[Natural-language object grounding data]

========

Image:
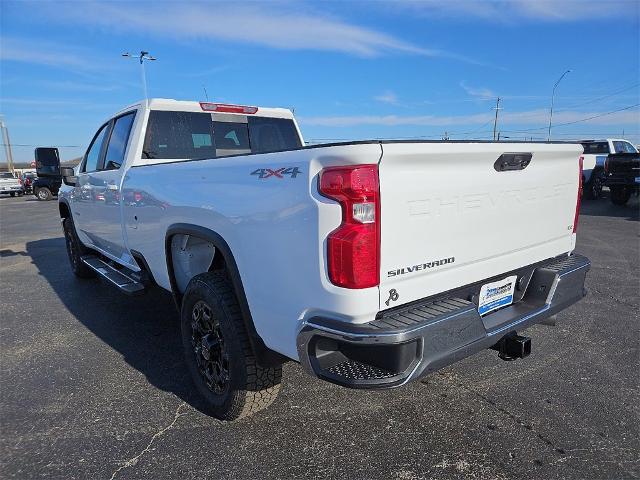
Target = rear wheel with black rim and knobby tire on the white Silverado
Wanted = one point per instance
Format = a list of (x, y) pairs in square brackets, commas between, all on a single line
[(225, 371)]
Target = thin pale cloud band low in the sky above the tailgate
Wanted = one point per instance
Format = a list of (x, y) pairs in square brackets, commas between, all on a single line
[(530, 117)]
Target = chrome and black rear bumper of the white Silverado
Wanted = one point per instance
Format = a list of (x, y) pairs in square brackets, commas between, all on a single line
[(404, 344)]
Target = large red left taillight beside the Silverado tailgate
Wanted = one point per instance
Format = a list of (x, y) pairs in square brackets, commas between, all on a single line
[(353, 249)]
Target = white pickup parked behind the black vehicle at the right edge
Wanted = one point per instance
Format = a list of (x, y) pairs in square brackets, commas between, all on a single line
[(595, 154)]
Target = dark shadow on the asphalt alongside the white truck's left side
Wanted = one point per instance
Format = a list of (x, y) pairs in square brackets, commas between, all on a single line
[(145, 330)]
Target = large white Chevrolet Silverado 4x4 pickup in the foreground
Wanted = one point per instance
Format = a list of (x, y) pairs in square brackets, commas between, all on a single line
[(371, 263)]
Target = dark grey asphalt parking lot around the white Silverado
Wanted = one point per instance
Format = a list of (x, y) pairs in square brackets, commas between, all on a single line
[(93, 385)]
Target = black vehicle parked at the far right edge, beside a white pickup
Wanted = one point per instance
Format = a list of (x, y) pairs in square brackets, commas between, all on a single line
[(622, 176)]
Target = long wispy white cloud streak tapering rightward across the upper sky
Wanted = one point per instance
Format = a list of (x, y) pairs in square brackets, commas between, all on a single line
[(268, 24)]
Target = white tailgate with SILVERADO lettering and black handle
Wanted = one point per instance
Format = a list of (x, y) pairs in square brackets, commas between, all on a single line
[(450, 216)]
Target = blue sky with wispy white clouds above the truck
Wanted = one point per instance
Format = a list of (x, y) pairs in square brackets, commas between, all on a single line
[(351, 70)]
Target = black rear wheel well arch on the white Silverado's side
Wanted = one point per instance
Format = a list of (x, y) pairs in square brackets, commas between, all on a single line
[(221, 258)]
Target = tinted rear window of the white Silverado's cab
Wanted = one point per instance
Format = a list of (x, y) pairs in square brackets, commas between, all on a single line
[(194, 135)]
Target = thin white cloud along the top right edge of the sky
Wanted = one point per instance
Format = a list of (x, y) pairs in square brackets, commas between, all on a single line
[(516, 10)]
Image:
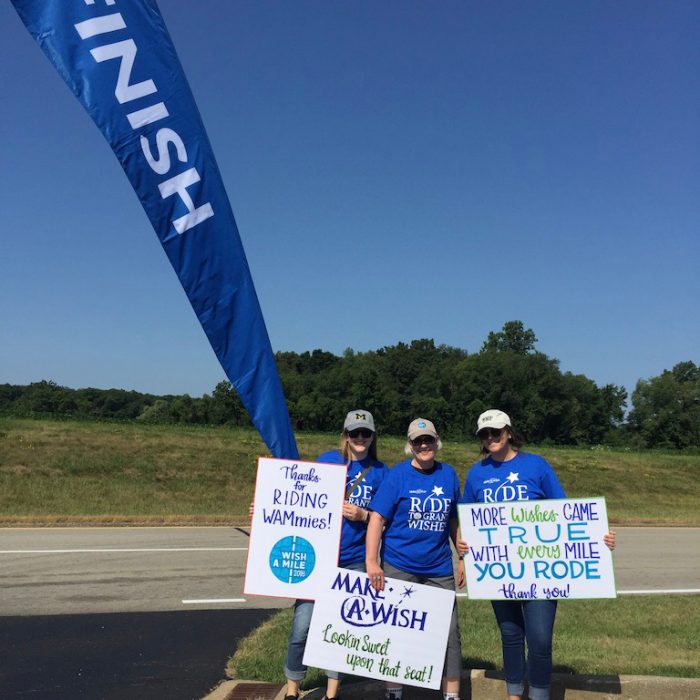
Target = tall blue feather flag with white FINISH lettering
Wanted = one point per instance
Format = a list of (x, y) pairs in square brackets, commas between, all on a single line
[(119, 61)]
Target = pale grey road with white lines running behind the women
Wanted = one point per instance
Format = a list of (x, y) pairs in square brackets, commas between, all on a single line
[(98, 570)]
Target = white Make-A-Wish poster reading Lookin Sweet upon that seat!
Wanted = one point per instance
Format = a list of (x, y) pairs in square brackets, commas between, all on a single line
[(398, 635)]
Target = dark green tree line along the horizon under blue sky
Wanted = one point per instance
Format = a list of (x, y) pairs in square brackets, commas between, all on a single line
[(400, 382)]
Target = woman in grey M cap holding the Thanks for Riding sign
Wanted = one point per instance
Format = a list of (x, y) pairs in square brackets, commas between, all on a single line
[(358, 450)]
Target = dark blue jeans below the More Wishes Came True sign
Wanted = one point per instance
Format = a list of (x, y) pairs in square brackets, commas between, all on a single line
[(531, 621)]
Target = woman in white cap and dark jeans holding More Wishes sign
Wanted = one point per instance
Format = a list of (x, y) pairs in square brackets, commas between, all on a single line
[(507, 474)]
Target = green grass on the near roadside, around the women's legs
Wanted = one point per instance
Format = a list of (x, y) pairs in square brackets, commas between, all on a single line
[(627, 636)]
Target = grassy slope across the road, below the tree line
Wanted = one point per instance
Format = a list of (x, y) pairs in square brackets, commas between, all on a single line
[(65, 471)]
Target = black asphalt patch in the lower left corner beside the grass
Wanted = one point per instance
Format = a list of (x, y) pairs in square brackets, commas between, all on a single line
[(120, 656)]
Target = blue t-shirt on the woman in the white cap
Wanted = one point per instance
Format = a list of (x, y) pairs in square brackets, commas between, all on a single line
[(526, 477)]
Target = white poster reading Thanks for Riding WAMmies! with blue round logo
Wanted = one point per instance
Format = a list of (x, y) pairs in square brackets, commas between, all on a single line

========

All entries are to be duplicated exactly, with the pictures left out.

Image:
Target = rear wheel with black rim and knobby tire on the white Silverado
Wanted = one point per instance
Format = a list of (x, y) pairs in square brackets, commas between, all on a single line
[(225, 371)]
Target = thin pale cloud band low in the sky above the tailgate
Wanted = one point per instance
Format = a list of (x, y) pairs in square brackets, commas between, all on a single line
[(530, 117)]
Target = chrome and black rear bumper of the white Silverado
Wanted = one point per instance
Format = a list of (x, y) pairs in square brackets, commas between, all on a single line
[(404, 344)]
Target = large red left taillight beside the Silverado tailgate
Wanted = one point per instance
Format = a list of (x, y) pairs in square brackets, commas between, all on a single line
[(353, 249)]
Target = white pickup parked behind the black vehicle at the right edge
Wanted = one point per instance
Format = a list of (x, y) pairs in square brackets, commas between, all on a single line
[(595, 154)]
Target = dark shadow on the asphalt alongside the white truck's left side
Wanted = one point per instance
Format = a list of (x, y) pairs in square brackets, commas between, all on a single line
[(145, 330)]
Target = large white Chevrolet Silverado 4x4 pickup in the foreground
Wanted = one point per instance
Format = a list of (x, y) pairs in square brackets, commas between, all on a single line
[(371, 263)]
Target = dark grey asphalt parking lot around the white Silverado
Wanted = one point per instance
Format = a list of (x, y) pairs in square brackets, commas between, all on a single line
[(93, 385)]
Target = black vehicle parked at the far right edge, beside a white pickup
Wanted = one point per instance
Format = a list of (x, y) pairs in square brackets, commas between, all on a single line
[(622, 176)]
Target = long wispy white cloud streak tapering rightward across the upper sky
Wanted = one point per instance
Format = a list of (x, y) pairs in square brackets, commas between, all on a single line
[(268, 24)]
Target = white tailgate with SILVERADO lettering and black handle
Wanted = one point per instance
Format = a list of (x, y) pairs in square brackets, commas between, all on a single line
[(450, 216)]
Target = blue sky with wispy white clouds above the truck
Wanted = one point per instance
Format = a list of (x, y) pairs in square brackets, commas between, all on a single line
[(351, 70)]
Target = black rear wheel well arch on the white Silverado's side
Wanted = one point per instance
Format = a list of (x, y) pairs in square brackets, commas between, all on a single line
[(221, 258)]
Target = tinted rear window of the white Silverado's cab
Wanted = one point per instance
Format = a list of (x, y) pairs in square brackets, commas between, all on a single line
[(194, 135)]
Target = thin white cloud along the top right edge of the sky
Wanted = one point per instance
Format = a list of (x, y) pairs in square brackets, commas between, all on a single line
[(516, 10)]
Image:
Target = tall blue feather flag with white FINISH lettering
Wanted = one point per instance
Format = a list of (x, y) pairs in square brackets, commas between, all on a single line
[(119, 61)]
Target = pale grey road with white lines running behind the women
Wanted = one point per instance
Format = a list of (x, y) pairs in square brackets, commas between, all on a single line
[(98, 570)]
Target = white Make-A-Wish poster reading Lookin Sweet upon that seat!
Wanted = one point per instance
Format = a list of (x, y) pairs in square brackets, commas between, all on a single line
[(398, 635)]
Target = dark green tree line along the horizon under blue sky
Wanted = one point per instance
Format = a list of (x, y) pairs in square brackets, commas between, all on a single line
[(400, 382)]
Target = woman in grey M cap holding the Thanks for Riding sign
Wanted = one point per instance
Format = a list of (x, y) pairs in square brackets, commas between, all on a single line
[(358, 450)]
Target = dark blue jeans below the More Wishes Came True sign
Wanted = one point per instance
Format = a list of (x, y) pairs in square brackets, commas between, all on a single line
[(531, 621)]
Target = woman in white cap and dark jeans holding More Wishes sign
Wanted = one point per instance
Format = a list of (x, y) pairs in square brackets, commas between, all on a single line
[(507, 474)]
Target = green grass on the near roadside, around the women's legs
Wanted = one point per instance
Format = a list of (x, y) pairs in square brackets, commas between, all on a single line
[(627, 636)]
Target = grassy slope across the road, below the tree line
Wanted = one point per instance
Format = a list of (x, y) pairs in square brackets, commas between, all on a single line
[(65, 471)]
Target = black asphalt patch in the lower left corner beside the grass
Wanted = one point per instance
Format = a list of (x, y) pairs in square brackets, commas between, all on a single line
[(120, 656)]
Target = blue t-shirt on the woman in the white cap
Wanted = one point per instance
Format = a list of (x, y) pairs in square brackets, commas between, all on a single line
[(526, 477)]
Target = white poster reading Thanks for Riding WAMmies! with blue round logo
Wanted = one point per instance
Format = a list of (x, y) pairs in square brackets, commas between, all on a single line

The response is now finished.